## EXERCISE GOAL
Copy each line that contains the string "entirely", taking them from the material.

## RECORDS FOR THIS TASK
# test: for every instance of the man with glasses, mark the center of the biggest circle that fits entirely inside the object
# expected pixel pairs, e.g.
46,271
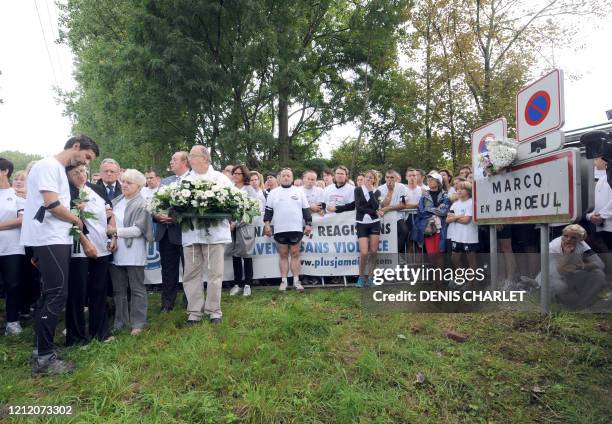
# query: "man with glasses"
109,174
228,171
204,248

--

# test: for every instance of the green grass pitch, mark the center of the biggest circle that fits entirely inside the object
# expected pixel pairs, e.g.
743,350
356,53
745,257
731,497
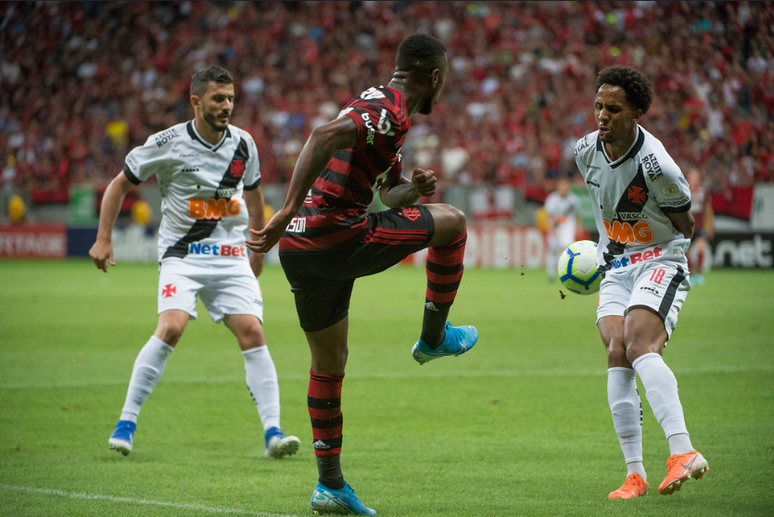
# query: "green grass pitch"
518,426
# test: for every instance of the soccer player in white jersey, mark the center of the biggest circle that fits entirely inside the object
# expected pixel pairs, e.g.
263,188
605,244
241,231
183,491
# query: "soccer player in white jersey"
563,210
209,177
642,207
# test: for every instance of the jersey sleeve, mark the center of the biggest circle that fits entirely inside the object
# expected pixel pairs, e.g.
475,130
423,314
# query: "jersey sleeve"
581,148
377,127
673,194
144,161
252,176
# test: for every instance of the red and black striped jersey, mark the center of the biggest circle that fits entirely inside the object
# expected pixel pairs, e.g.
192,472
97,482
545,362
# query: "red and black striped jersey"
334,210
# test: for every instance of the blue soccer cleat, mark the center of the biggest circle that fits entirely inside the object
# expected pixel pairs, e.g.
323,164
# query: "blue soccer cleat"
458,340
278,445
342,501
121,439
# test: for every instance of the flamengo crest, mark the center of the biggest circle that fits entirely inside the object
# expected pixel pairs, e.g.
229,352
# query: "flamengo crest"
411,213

* * *

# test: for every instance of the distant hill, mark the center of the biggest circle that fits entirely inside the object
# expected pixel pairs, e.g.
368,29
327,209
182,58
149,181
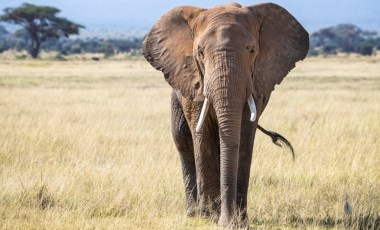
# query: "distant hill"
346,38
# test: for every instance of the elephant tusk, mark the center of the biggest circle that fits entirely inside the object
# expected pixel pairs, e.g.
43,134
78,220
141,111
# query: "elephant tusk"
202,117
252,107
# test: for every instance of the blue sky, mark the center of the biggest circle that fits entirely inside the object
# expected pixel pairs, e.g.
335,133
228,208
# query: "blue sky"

## REPLY
# test: for every instance of the man with glasses, mark the center of the biggest circle that fits entirely inside the object
# test: for every instance of the green grass pitch, mark the center of the biggest circle that fits entirely inside the object
# test: for every instance of the soccer player in white jersey, mark the center of the biggest circle that fits entirely inside the object
# test: for every instance of the jersey sleeve, mark the center of the biggest circle that fits entirely inside the object
# test: for every instance of the red and black striped jersey, mark the center of the biggest circle that fits entirely inside the object
# test: for every instance of the blue soccer cleat, mark the center of the biggest circle that fits entirely inside the object
# test: for every instance of the flamengo crest, mark the center of the biggest circle that fits entirely inside the object
# test: for every instance of the distant hill, mark the center of the biggest circle that fits entirely inside the object
# test: for every instance of the elephant tusk, mark the center of the biggest circle that fits entirely inside the object
# test: for every instance of the blue sky, mark the center of the biggest circle that fits entirely inside the object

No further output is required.